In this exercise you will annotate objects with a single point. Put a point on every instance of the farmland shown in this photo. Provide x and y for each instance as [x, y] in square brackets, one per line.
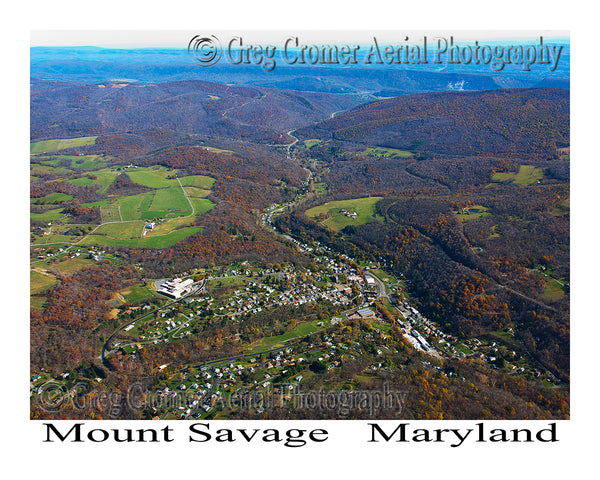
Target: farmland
[123, 216]
[526, 175]
[60, 144]
[335, 214]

### Exercise directions
Copy every line of the data above, all wording included, but leave out the picture. Multiply each bracketed point coordinate by 1.5 and round it to a whole number, rounding halves up.

### Exercise response
In this exercise you will annotate objects with a single point. Put a point on every instance of the farmland shown in this photo. Provide x and y for each instance as [x, y] in square brackets, one per line.
Target: farmland
[185, 324]
[789, 263]
[90, 216]
[503, 321]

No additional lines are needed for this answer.